= EXCERPTED TEXT =
* * * * * * * * *
Bash Script: count unique lines in file

Bash

Bash Problem Overview


#Situation:

I have a large file (millions of lines) containing IP addresses and ports from a several hour network capture, one ip/port per line. Lines are of this format:

ip.ad.dre.ss[:port]

#Desired result:

There is an entry for each packet I received while logging, so there are a lot of duplicate addresses. I'd like to be able to run this through a shell script of some sort which will be able to reduce it to lines of the format

ip.ad.dre.ss[:port] count

where count is the number of occurrences of that specific address (and port). No special work has to be done, treat different ports as different addresses.

So far, I'm using this command to scrape all of the ip addresses from the log file:

grep -o -E [0-9]+\.[0-9]+\.[0-9]+\.[0-9]+(:[0-9]+)? ip_traffic-1.log > ips.txt

From that, I can use a fairly simple regex to scrape out all of the ip addresses that were sent by my address (which I don't care about)

I can then use the following to extract the unique entries:

sort -u ips.txt > intermediate.txt

I don't know how I can aggregate the line counts somehow with sort.
* * * * * * * * *
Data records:
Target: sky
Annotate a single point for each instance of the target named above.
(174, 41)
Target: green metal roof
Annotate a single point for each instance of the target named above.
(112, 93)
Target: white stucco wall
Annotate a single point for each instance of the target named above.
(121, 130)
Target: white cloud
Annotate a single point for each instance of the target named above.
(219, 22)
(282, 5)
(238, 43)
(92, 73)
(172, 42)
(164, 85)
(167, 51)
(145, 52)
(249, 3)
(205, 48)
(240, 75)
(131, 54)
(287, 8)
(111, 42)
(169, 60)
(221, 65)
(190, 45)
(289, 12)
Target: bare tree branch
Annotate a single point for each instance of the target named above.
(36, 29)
* * * * * * * * *
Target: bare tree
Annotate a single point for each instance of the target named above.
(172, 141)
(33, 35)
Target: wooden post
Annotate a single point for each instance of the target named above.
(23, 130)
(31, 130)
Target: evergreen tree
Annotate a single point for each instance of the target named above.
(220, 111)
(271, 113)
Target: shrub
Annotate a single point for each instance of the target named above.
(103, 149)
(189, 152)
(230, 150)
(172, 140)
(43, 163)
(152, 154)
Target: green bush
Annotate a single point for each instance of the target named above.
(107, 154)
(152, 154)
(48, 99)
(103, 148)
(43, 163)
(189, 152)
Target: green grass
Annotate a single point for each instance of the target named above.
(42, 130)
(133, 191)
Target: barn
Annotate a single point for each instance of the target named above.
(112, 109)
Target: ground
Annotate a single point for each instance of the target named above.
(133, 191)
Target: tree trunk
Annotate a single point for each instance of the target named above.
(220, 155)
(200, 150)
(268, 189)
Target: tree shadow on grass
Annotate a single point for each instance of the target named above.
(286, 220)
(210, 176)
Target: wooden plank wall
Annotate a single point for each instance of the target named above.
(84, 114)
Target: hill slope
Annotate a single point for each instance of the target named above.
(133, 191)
* * * * * * * * *
= YOUR TASKS =
1) Answer these from the text on counting unique lines:
(a) What format does each line of the large file follow?
(b) How should different ports be treated?
(c) What command is used to extract the unique entries?
2) Transcribe the passage of the text on counting unique lines between "where count is" and "as different addresses.", inclusive.

= EXPECTED RESULTS =
1)
(a) ip.ad.dre.ss[:port]
(b) As different addresses.
(c) sort -u ips.txt > intermediate.txt

2)
where count is the number of occurrences of that specific address (and port). No special work has to be done, treat different ports as different addresses.